WHAT THE TASK ASKS:
Please reproduce every line of the items below word for word, leaving out the pictures.

TASK INPUTS:
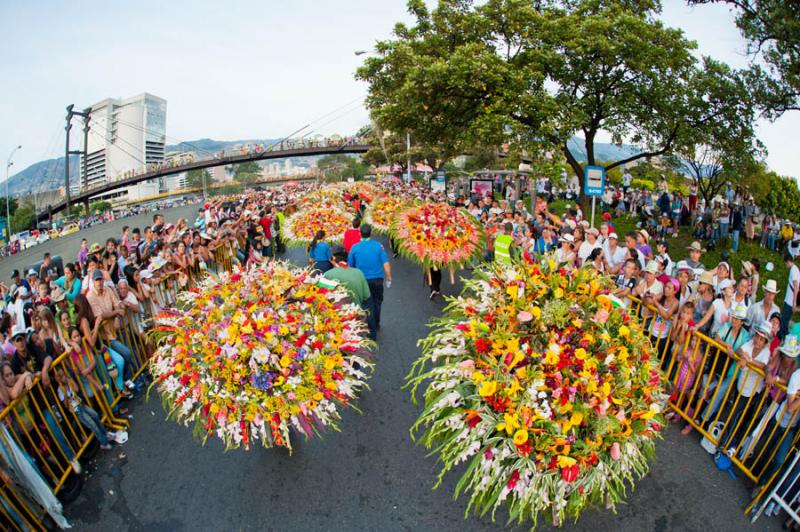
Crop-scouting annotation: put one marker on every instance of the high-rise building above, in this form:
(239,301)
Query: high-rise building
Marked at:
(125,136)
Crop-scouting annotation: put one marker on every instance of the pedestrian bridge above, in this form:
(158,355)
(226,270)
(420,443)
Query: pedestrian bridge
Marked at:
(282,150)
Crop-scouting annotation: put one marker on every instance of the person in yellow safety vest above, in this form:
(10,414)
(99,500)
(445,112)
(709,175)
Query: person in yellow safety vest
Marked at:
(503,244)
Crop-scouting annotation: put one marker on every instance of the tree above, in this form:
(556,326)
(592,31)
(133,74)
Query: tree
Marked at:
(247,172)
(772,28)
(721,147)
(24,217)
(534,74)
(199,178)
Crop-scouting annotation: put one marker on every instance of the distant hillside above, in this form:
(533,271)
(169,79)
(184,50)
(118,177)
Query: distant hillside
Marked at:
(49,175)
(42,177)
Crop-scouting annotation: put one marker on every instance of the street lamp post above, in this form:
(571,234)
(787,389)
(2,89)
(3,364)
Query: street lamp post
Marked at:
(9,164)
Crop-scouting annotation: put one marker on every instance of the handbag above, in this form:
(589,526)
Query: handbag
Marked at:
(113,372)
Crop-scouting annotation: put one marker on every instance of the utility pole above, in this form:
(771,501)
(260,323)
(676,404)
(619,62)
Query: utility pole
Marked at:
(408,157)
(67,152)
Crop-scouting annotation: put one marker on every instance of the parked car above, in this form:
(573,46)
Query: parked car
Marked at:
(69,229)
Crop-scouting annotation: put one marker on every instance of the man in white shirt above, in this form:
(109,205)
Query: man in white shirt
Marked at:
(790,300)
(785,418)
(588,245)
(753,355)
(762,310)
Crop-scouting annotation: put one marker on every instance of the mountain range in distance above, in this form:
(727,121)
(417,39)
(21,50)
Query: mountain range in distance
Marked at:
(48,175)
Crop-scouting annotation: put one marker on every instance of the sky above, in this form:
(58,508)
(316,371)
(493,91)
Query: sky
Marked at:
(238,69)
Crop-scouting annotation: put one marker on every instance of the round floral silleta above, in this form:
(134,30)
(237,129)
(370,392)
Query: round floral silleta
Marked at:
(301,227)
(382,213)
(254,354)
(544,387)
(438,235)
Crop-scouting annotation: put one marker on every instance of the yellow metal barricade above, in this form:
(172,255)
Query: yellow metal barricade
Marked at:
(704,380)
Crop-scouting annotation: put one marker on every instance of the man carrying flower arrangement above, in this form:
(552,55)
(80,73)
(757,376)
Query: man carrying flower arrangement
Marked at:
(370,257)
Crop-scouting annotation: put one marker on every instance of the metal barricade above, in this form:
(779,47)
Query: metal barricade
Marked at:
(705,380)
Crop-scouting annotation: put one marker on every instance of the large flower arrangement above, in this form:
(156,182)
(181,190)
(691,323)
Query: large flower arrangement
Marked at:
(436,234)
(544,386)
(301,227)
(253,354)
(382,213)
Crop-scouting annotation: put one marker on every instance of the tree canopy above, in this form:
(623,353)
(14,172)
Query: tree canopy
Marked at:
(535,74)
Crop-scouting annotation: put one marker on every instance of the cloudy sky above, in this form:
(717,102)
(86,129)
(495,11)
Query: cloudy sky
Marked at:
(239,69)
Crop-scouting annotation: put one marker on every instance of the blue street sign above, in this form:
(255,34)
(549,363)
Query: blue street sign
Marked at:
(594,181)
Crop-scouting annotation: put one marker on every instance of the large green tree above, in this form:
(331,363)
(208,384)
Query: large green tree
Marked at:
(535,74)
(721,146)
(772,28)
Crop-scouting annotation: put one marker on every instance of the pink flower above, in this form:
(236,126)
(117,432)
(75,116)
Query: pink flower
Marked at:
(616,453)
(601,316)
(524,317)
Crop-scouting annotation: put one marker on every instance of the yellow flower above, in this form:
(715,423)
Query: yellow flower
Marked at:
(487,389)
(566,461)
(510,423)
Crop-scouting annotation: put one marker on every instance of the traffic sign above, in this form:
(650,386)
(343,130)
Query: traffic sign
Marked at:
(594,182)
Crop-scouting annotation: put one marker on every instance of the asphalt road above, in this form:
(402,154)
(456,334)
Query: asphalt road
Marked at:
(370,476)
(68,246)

ANSWER TO THE EXERCISE:
Crop-scouting annotation: put one marker on every instance of the high-rise building above, in this form:
(239,301)
Query: high-rise building
Marked at:
(125,136)
Crop-scouting annotation: put one marker on every instance of the pedestrian bridge above, in this form:
(158,355)
(226,270)
(420,443)
Query: pedestrian bridge
Marked at:
(282,150)
Crop-scouting annotation: put one marker on every instance of the person in yellow safety vest above, in this form:
(10,414)
(99,500)
(445,112)
(709,175)
Query: person in yellow safety vest
Marked at:
(503,244)
Crop-scouting annotation: put one marker on every instance of the tree above, in this form:
(556,326)
(592,31)
(133,74)
Query: tree
Marked at:
(247,172)
(772,28)
(721,147)
(24,217)
(534,74)
(199,178)
Crop-scouting annotation: put one marker on every instance of the distant hillside above, in this form:
(533,271)
(169,79)
(184,50)
(118,177)
Query: distant hillside
Marked at:
(49,175)
(42,177)
Crop-scouting annotation: put one marker on every instance of the street lamp post above, in this form:
(571,234)
(787,389)
(2,89)
(3,364)
Query: street lamp post
Marked at:
(9,164)
Crop-scouting annotation: put one marker on every instance of the handbag above, in this form:
(589,526)
Query: handbag
Marked at:
(113,372)
Crop-scouting annotation: put one marker on every instance of the utility pole above, in this form:
(771,501)
(260,323)
(676,404)
(619,62)
Query: utility pole
Marked at:
(408,157)
(67,152)
Crop-scouting annotation: put one marker on every instance of the parked car above, in this form:
(573,46)
Query: parked car
Marked at:
(69,229)
Crop-scouting annotation: put one marker on every instance of the man in white shirt above, in this form:
(109,205)
Query: man in white shirt
Marked at:
(790,300)
(785,418)
(588,245)
(753,355)
(762,310)
Crop-scouting annotation: put one marker on every instance of the mountain range in distance above, in this form:
(727,121)
(417,39)
(21,50)
Query: mountain range in distance
Marked at:
(48,175)
Crop-scouting annotation: put one marker on every instance of the sky above, in this form:
(58,508)
(316,371)
(493,91)
Query: sky
Marked at:
(238,69)
Crop-scouting annotation: put one marker on every instance of the round floral silleta above, in this form:
(134,30)
(237,129)
(370,392)
Query: round floral silleta
Marked at:
(301,227)
(382,213)
(254,354)
(544,387)
(438,235)
Crop-scouting annotation: put one marker on every instance of the yellow metal barricade above, in this form:
(172,255)
Query: yellow metal barricade
Marked at:
(704,380)
Crop-scouting annotation: put one marker on every instance of the man carrying flower arrangement above, in this form:
(552,55)
(80,73)
(757,376)
Query: man carrying flower arrangement
Marked at:
(370,257)
Crop-scouting annotation: put one marker on every instance of the metal barricade above, in this form:
(779,47)
Query: metal barricade
Marked at:
(705,380)
Crop-scouting annotation: put one marker on every instance of the large flower arrangement above, in this form:
(156,182)
(181,190)
(691,323)
Query: large flower arrangement
Marked at:
(436,234)
(544,386)
(301,227)
(253,354)
(382,213)
Crop-scouting annotation: put one marker on every instance of the tree canopy above, in this form:
(623,353)
(14,172)
Query: tree canopy
Marked at:
(535,74)
Crop-scouting annotation: put one marker on every instance of the cloudy sky above, in this form:
(717,102)
(86,129)
(495,11)
Query: cloudy sky
Marked at:
(239,69)
Crop-scouting annotation: put one marker on every instance of the blue street sign above, in this form:
(255,34)
(549,363)
Query: blue street sign
Marked at:
(594,181)
Crop-scouting annotation: put one marker on every instance of the large green tree above, in this form:
(331,363)
(208,384)
Query: large green tree
Marked at:
(535,74)
(721,146)
(772,28)
Crop-scouting annotation: put one marker on every instance of the pink flower above, in this form:
(236,126)
(117,432)
(75,116)
Query: pink flower
Marked at:
(616,453)
(601,316)
(524,317)
Crop-scouting annotation: put one marker on every instance of the yellow flower above, in this form:
(715,423)
Query: yellow flower
Marked at:
(487,389)
(566,461)
(510,423)
Crop-scouting annotation: put one marker on every instance of the traffic sign above, in this form:
(650,386)
(343,130)
Query: traffic sign
Marked at:
(594,182)
Crop-scouting annotation: put one marker on every instance of the asphalt road above, in this form:
(402,154)
(456,334)
Query: asphalt road
Marked at:
(370,476)
(68,246)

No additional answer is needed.